Entries from a data collection:
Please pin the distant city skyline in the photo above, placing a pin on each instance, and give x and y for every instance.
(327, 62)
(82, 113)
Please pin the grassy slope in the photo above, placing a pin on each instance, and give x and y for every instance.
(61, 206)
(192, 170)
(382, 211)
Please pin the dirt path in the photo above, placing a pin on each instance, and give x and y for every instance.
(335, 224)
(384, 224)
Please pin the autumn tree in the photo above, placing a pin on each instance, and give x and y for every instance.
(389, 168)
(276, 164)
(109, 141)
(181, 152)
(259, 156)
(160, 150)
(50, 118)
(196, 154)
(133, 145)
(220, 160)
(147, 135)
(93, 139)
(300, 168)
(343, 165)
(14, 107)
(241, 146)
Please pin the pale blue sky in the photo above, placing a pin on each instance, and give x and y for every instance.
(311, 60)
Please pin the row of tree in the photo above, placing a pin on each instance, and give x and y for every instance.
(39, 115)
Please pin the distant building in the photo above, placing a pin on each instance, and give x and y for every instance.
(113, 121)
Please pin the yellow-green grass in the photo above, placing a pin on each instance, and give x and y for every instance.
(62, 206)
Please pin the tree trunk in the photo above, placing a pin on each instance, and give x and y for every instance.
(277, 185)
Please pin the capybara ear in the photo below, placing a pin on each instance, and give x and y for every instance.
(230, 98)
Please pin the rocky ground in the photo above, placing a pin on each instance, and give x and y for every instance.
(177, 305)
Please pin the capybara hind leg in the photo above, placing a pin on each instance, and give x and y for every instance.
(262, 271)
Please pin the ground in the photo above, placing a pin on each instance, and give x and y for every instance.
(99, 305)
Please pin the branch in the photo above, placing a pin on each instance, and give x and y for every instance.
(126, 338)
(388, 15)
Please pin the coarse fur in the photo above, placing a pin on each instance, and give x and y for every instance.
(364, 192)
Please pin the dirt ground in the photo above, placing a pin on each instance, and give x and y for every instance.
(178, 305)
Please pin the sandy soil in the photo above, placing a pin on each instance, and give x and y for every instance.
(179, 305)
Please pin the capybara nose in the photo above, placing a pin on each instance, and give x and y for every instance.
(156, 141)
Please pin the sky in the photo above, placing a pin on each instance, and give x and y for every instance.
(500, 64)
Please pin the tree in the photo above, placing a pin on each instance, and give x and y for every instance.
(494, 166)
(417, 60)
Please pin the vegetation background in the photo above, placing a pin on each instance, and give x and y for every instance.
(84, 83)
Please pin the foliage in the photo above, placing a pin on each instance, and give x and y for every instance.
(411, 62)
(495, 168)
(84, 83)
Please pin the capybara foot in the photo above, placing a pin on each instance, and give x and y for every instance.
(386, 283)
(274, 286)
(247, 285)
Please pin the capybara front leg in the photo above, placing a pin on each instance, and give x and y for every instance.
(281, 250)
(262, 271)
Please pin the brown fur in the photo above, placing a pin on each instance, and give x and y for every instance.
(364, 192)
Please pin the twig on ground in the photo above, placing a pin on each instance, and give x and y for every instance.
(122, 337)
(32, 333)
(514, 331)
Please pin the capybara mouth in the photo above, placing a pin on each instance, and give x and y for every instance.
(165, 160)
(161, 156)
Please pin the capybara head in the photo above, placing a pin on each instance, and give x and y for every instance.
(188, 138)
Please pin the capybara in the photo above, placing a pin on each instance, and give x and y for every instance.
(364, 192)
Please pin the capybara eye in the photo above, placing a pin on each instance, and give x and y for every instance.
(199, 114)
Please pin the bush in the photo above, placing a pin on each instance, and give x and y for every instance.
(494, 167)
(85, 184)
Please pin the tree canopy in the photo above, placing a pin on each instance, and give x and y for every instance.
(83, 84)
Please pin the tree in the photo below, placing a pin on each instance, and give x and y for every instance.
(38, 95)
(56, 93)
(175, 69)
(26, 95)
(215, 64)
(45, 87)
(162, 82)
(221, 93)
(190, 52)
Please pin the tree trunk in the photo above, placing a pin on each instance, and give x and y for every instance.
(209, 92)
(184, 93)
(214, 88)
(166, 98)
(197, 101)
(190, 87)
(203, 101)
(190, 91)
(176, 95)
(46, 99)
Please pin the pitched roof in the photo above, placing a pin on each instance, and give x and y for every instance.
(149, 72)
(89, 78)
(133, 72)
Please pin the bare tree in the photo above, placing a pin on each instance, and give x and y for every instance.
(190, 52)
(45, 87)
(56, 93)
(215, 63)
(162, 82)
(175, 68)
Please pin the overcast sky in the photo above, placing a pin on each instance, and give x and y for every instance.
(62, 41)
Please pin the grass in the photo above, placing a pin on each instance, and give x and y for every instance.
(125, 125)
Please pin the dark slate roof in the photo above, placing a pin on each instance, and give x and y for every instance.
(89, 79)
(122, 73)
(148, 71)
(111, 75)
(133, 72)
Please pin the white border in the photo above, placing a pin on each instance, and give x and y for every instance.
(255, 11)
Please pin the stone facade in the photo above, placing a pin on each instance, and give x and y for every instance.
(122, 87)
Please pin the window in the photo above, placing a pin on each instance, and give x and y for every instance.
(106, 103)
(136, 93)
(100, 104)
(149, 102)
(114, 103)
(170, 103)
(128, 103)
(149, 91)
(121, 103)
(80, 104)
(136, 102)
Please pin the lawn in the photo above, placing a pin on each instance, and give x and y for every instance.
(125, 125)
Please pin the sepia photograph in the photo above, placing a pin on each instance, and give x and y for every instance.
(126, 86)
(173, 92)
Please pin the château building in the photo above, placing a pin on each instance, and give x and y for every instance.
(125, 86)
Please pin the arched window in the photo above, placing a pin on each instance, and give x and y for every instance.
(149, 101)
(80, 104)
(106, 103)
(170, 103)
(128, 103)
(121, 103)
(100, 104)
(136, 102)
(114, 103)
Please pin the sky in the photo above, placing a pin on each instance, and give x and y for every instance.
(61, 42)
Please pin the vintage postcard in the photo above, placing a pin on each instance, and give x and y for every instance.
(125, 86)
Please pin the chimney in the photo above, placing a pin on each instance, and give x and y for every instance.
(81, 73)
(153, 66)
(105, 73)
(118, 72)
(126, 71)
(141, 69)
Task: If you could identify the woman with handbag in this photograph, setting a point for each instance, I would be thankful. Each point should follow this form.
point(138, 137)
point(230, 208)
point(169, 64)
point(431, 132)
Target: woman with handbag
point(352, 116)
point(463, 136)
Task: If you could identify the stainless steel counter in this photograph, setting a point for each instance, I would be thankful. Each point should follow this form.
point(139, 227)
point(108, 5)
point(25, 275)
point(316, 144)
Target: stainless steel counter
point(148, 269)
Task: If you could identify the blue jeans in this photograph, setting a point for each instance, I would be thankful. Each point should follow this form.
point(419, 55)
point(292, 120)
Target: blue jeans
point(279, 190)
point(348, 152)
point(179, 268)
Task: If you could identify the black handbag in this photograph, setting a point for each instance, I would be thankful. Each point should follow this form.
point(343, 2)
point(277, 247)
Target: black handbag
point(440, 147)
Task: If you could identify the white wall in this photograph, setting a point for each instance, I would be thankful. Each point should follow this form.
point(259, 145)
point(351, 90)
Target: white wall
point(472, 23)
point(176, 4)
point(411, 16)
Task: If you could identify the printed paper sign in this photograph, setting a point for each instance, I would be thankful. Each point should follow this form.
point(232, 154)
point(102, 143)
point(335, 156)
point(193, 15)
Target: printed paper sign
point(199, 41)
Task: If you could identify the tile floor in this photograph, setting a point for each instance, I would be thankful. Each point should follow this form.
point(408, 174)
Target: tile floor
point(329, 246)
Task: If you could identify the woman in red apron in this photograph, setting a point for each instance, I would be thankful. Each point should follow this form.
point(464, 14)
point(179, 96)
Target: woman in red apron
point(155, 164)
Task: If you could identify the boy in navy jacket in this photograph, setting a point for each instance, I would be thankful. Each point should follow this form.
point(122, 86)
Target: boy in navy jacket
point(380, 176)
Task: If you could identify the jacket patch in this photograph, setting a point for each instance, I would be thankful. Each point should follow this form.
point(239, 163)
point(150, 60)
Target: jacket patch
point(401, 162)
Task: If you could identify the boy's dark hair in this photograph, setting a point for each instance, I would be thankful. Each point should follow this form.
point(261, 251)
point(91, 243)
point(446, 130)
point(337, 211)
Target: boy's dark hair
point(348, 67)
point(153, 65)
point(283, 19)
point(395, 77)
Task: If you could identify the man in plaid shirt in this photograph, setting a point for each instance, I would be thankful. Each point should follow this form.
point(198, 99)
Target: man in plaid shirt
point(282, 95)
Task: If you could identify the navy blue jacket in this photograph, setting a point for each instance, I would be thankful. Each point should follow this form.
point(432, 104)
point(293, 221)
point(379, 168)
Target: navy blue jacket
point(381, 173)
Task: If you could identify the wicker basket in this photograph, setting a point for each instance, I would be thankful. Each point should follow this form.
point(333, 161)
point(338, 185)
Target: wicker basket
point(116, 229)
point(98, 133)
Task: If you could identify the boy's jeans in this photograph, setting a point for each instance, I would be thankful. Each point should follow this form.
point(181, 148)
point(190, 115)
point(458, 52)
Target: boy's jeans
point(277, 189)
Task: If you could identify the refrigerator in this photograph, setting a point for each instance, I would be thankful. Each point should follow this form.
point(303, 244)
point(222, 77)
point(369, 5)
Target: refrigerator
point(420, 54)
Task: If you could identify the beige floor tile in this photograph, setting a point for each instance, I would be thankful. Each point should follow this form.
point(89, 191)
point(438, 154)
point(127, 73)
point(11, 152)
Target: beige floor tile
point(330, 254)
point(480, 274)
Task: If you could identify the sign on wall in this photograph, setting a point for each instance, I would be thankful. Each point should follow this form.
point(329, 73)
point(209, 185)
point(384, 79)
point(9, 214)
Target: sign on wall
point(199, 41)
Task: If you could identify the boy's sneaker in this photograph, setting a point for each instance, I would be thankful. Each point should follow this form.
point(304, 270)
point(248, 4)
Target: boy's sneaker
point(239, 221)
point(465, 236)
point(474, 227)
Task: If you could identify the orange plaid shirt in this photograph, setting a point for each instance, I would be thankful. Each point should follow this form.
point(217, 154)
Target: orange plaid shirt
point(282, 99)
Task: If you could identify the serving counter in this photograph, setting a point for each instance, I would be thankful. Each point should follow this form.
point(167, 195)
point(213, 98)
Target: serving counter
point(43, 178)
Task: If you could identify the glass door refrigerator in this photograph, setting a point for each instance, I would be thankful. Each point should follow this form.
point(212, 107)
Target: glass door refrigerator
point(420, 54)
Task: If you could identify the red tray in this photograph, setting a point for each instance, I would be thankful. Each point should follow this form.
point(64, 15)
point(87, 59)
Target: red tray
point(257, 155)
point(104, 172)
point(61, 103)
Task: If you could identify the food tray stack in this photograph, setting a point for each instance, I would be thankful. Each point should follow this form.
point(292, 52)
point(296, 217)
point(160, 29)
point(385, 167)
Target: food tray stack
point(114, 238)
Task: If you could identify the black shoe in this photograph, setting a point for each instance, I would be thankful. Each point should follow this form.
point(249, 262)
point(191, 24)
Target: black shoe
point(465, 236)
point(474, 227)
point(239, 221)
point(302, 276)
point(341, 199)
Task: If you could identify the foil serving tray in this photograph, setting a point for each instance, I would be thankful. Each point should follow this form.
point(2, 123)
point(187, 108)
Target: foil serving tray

**What is needed**
Edit the entries between the lines holding "Task: If you could identify the wicker" and "point(277, 189)", inclusive, so that "wicker basket" becomes "straw basket" and nothing else changes. Give back only those lines.

**Response to the task**
Task: If you could identify the straw basket in this photograph, setting a point for each instance, I would be thankful. Each point should follow this form.
point(333, 161)
point(338, 185)
Target: straw basket
point(116, 229)
point(98, 133)
Task: If you could identify the boy's jeans in this photograph, setting a point for each instance, I would be thankful. Each point should follow this form.
point(181, 148)
point(190, 115)
point(458, 52)
Target: boy's jeans
point(277, 189)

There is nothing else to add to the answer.